• EXERCISE INPUTS:
▼

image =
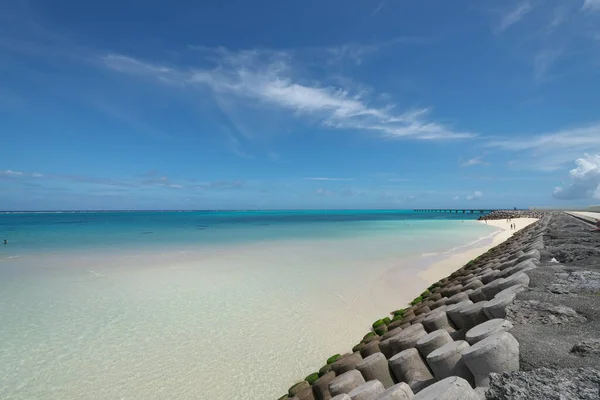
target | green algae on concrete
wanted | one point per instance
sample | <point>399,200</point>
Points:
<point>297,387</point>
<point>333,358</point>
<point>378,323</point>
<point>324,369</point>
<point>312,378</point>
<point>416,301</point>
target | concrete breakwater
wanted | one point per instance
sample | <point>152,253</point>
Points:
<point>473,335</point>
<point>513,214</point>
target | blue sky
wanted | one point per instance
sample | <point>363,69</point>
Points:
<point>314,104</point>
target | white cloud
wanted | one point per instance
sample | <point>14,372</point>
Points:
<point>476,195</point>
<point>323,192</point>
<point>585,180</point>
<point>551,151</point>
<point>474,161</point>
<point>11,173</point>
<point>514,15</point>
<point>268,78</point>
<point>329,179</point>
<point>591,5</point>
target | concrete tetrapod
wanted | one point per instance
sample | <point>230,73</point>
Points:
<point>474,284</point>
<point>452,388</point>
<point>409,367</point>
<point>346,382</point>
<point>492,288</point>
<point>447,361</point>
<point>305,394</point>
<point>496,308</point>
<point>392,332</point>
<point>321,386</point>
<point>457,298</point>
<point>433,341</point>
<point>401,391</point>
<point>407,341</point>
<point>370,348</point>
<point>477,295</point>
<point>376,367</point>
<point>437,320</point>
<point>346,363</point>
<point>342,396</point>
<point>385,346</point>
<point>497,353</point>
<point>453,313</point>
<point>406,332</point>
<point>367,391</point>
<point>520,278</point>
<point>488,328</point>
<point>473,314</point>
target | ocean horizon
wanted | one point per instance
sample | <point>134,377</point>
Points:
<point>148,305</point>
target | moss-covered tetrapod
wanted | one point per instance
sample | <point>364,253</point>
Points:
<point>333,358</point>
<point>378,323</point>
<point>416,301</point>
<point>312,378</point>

▲
▼

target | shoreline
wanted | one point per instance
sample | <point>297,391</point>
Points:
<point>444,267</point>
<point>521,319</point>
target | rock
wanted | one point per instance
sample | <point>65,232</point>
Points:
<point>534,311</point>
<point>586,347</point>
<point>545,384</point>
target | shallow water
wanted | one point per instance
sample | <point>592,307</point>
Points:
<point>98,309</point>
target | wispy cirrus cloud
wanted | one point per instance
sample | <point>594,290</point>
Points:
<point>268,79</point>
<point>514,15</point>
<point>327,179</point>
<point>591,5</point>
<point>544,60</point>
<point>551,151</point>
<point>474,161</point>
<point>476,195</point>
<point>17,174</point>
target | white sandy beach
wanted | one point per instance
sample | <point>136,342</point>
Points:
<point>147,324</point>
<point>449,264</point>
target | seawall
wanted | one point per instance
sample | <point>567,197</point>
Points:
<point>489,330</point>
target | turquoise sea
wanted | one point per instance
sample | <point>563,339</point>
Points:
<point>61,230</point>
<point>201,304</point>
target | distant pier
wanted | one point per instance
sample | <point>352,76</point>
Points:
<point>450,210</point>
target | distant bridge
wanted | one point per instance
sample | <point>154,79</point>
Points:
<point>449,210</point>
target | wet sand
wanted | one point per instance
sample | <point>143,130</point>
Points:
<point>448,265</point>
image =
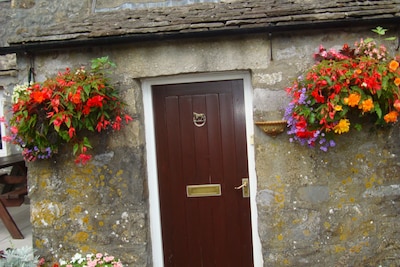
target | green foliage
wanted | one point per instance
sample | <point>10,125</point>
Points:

▲

• WHAT IS EXPECTED:
Which lines in the items above contain the string "white" with matching case? Show each of those lines in full.

• PROBLEM SOLUTION:
target | white cloud
target | white sandy beach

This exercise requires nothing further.